- _The problem_
Everything from the line with "[point] at the airplane" to the line with "Two rules. Place a point on every instance of the tire" in the listing below, both lines included, needs to be copied exactly, apart from the pictures.

- _Dataset entries_
══════

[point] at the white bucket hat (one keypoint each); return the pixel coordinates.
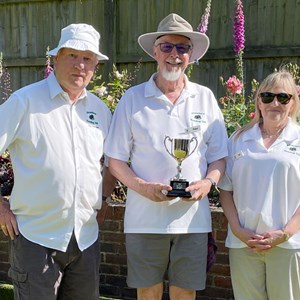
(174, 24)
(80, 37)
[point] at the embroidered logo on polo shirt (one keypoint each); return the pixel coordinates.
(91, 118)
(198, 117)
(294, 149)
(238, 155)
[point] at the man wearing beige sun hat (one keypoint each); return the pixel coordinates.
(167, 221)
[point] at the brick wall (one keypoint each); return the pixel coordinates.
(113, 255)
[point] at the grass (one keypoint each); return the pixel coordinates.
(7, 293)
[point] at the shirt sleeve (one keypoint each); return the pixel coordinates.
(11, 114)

══════

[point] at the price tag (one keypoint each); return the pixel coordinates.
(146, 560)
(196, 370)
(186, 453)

══════

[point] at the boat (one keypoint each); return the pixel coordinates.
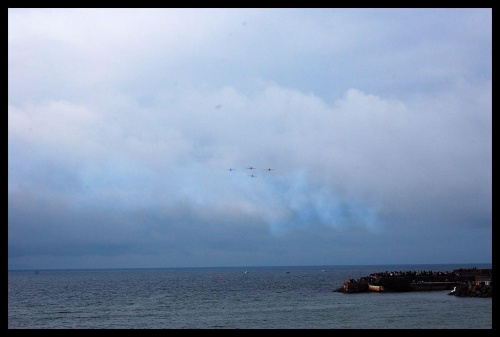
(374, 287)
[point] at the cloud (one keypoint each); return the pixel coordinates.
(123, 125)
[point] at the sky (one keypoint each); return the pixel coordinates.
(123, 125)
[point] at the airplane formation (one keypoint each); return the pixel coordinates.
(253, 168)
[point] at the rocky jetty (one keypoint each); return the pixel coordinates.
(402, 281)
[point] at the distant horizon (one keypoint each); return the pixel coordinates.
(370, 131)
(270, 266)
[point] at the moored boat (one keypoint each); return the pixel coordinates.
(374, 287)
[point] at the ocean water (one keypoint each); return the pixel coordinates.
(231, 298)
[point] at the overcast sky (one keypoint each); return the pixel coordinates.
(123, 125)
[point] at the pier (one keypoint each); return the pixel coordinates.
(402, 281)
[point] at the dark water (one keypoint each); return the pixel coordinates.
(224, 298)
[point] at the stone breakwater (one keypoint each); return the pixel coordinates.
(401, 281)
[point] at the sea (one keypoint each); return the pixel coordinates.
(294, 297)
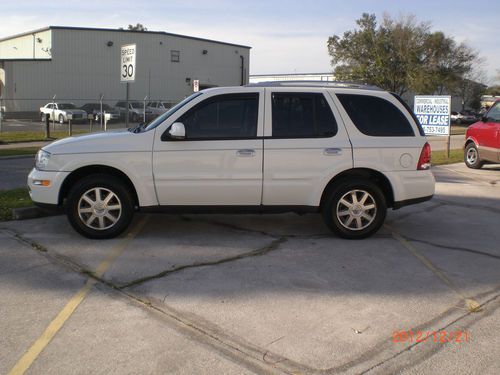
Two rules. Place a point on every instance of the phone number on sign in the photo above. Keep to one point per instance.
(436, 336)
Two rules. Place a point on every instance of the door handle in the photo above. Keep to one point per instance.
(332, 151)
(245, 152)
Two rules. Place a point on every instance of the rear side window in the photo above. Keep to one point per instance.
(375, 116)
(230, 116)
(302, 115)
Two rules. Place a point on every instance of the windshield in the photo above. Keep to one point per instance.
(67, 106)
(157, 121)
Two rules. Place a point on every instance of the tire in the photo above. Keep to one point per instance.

══════

- _Solution to this problem_
[point] at the airplane formation (one keypoint each); return the pixel coordinates.
(253, 168)
[point] at the rocky jetty (one keypoint each); return the pixel coordinates.
(402, 281)
[point] at the distant horizon (one keypoint each); return the pixel coordinates.
(370, 131)
(270, 266)
[point] at the moored boat (one keypoint each); return the pixel coordinates.
(374, 287)
[point] at the ocean water (one keypoint each); return the pixel coordinates.
(231, 298)
[point] at the overcast sky (one keypoint each); return the pixel coordinates.
(123, 125)
[point] at the pier (one keypoint each); return the pixel coordinates.
(402, 281)
[point] at the dark water (one keypoint each); return the pixel coordinates.
(224, 298)
[point] at the stone breakwater (one keypoint each); return the pixel coordinates.
(401, 281)
[point] at the sea (one keypoint each); return the pixel coordinates.
(294, 297)
Two rules. Place a point on every instance of the phone number on sign in the photo above. Keep to one point per instance.
(436, 336)
Two rules. Place a point on every instance of the door handle in the photo above. Keep to one point per instance.
(332, 151)
(245, 152)
Two rules. Place a point on every instance of the rear side window in the photo above. Keep to one point per instance.
(375, 116)
(230, 116)
(302, 115)
Two rules. Place a point on every instance of the windshield in the photo above. Keep to one point per instance.
(67, 106)
(157, 121)
Two rules. Place a point on every instance of the tire in the photo above. Keep to one point per instance.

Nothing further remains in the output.